* EXERCISE BRIEF
Where the string "green" occurs in a line of the entries below, copy that line.

* DATASET EXTRACT
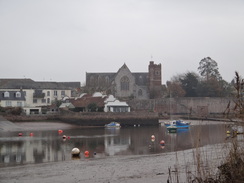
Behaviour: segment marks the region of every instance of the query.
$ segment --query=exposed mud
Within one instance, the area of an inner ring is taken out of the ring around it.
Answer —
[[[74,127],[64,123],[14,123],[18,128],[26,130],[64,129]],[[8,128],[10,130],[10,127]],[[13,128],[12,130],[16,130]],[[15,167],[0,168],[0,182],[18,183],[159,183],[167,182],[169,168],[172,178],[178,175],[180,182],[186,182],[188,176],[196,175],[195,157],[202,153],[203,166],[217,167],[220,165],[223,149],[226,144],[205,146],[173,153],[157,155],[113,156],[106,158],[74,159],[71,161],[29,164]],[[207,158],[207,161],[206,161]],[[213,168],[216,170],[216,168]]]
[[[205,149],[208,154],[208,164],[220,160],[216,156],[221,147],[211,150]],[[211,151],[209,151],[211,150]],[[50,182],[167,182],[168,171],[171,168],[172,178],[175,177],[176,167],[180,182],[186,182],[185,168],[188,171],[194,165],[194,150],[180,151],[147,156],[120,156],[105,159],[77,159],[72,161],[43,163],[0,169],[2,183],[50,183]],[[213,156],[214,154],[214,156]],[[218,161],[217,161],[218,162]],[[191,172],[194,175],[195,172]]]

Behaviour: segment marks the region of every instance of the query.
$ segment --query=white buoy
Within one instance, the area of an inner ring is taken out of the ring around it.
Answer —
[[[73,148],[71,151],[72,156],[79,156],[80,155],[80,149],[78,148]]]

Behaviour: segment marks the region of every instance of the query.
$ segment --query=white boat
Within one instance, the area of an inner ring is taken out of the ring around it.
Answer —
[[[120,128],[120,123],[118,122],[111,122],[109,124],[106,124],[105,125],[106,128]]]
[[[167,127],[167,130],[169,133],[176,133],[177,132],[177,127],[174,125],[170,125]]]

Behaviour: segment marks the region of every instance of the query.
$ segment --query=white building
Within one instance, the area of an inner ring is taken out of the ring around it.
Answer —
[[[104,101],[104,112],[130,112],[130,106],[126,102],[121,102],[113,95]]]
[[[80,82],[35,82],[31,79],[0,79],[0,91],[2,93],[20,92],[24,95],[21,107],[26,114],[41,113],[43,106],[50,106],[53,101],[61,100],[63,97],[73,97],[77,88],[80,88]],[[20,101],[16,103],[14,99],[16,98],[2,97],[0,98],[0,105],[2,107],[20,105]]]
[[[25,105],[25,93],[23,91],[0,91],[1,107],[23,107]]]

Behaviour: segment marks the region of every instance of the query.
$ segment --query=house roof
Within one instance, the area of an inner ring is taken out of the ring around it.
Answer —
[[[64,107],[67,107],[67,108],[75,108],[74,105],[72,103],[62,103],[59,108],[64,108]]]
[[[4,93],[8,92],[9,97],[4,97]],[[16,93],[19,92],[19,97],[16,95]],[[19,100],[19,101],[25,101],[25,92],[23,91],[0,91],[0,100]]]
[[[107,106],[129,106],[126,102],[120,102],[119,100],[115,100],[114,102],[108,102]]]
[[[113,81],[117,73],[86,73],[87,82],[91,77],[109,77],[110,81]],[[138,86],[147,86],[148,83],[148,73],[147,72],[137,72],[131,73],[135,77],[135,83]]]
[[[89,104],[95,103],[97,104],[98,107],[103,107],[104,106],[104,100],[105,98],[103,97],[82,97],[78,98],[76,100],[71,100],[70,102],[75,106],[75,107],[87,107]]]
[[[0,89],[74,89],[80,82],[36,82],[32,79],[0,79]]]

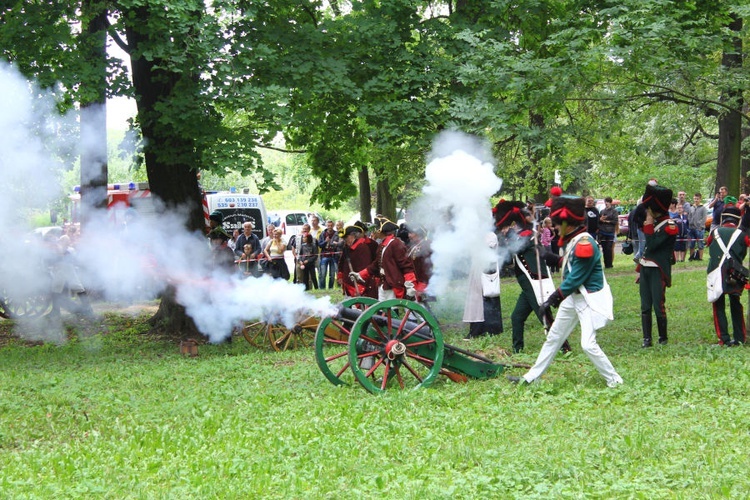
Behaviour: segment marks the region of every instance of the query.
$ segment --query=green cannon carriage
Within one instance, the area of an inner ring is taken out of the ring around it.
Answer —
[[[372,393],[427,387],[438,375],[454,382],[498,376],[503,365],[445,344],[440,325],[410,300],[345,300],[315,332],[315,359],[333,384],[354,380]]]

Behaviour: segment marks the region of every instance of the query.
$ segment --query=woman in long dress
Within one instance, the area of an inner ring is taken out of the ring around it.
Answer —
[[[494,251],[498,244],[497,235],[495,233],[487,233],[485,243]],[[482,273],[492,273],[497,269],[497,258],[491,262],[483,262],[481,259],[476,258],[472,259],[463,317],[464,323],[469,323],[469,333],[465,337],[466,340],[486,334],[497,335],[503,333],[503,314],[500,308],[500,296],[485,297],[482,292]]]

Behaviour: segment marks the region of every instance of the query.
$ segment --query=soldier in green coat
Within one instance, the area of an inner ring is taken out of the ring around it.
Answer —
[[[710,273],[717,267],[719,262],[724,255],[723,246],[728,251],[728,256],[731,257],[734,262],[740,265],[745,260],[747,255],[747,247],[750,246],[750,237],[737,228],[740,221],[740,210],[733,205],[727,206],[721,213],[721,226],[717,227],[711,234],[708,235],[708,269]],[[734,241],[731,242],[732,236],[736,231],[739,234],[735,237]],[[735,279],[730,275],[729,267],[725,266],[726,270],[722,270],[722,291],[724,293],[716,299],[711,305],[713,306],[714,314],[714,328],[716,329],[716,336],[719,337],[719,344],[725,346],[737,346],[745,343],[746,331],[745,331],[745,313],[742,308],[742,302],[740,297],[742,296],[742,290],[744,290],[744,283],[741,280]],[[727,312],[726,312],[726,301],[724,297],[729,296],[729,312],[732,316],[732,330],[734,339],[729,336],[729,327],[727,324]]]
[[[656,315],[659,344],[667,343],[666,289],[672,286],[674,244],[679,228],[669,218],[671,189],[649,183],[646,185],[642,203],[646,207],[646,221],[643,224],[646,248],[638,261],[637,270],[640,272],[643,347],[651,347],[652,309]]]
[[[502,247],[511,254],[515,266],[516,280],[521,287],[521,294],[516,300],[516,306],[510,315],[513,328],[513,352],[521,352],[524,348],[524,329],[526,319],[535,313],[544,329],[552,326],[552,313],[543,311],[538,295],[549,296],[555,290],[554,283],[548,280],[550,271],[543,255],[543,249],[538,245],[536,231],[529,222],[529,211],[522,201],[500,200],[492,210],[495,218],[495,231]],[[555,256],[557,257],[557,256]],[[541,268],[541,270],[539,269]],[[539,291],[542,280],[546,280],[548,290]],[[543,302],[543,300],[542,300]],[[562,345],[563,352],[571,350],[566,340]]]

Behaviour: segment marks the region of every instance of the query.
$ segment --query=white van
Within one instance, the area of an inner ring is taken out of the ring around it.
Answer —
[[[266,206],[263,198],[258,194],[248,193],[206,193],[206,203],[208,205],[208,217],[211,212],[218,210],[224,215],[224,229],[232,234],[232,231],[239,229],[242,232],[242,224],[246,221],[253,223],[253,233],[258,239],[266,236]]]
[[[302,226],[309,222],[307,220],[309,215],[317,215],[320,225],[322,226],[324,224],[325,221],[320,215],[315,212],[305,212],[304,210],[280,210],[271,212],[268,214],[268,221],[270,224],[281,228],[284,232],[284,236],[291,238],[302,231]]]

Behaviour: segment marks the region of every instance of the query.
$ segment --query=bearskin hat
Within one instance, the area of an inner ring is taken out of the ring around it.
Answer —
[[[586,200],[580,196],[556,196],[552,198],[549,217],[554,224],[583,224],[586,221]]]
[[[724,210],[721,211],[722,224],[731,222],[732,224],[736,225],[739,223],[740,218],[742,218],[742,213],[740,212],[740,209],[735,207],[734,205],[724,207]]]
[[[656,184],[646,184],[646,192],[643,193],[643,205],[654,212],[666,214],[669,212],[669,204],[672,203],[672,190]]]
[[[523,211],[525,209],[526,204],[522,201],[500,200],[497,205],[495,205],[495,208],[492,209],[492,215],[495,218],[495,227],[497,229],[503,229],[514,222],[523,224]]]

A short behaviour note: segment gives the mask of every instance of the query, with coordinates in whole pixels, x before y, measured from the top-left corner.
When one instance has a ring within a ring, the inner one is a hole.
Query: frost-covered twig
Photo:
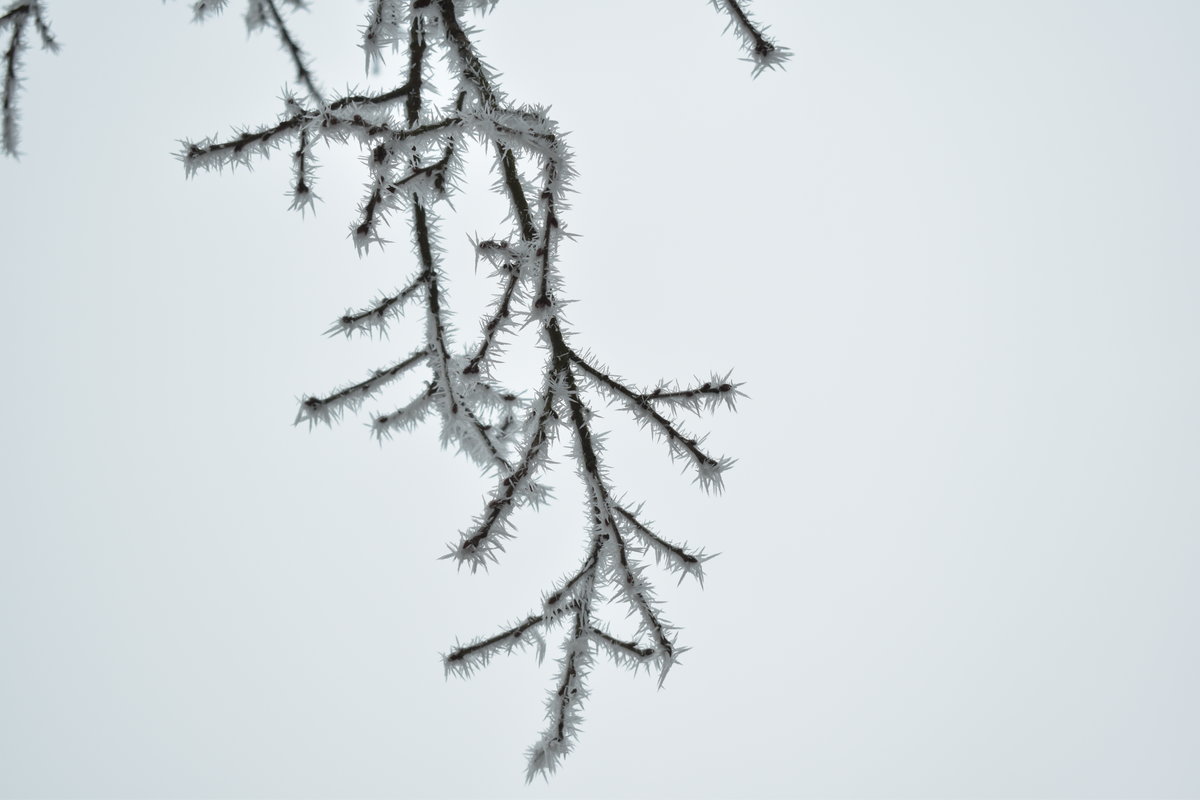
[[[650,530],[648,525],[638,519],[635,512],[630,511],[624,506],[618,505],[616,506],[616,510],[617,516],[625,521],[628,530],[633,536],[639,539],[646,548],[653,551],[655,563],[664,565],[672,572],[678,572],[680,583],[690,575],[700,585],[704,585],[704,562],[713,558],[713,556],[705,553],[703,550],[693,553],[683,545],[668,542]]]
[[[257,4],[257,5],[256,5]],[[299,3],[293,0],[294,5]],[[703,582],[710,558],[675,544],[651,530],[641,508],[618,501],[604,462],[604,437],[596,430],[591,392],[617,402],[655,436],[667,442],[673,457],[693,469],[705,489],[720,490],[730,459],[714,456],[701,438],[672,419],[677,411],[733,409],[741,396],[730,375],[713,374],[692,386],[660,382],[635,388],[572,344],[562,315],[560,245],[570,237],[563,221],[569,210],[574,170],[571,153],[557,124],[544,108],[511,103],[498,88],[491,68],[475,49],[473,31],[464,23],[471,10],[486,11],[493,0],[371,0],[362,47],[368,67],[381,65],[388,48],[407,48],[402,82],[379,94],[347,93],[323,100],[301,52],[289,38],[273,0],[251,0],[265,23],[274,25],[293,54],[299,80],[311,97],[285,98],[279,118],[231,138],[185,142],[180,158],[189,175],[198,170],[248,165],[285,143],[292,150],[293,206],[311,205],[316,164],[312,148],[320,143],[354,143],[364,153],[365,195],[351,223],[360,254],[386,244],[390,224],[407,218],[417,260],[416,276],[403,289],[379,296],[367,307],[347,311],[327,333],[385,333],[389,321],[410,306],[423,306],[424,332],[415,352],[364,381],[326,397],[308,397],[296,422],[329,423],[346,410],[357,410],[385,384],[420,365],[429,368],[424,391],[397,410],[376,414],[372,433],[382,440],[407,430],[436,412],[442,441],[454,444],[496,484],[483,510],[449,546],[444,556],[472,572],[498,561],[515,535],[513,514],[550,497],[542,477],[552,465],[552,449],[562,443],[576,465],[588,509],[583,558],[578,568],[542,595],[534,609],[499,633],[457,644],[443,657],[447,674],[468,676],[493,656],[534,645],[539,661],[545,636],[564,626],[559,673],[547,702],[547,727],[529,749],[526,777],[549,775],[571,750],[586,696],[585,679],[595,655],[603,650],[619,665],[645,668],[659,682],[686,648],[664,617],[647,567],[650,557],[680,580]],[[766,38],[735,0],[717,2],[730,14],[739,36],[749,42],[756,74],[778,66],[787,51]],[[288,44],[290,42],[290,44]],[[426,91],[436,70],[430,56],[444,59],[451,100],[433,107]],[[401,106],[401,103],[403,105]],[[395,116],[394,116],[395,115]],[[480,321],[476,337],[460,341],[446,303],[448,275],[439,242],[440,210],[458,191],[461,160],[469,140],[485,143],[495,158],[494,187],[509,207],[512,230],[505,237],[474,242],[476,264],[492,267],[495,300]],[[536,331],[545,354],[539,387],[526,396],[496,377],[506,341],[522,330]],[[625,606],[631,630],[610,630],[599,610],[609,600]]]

* RESPONSE BELOW
$ segment --query=green cannon carriage
$ segment --query=soldier in green coat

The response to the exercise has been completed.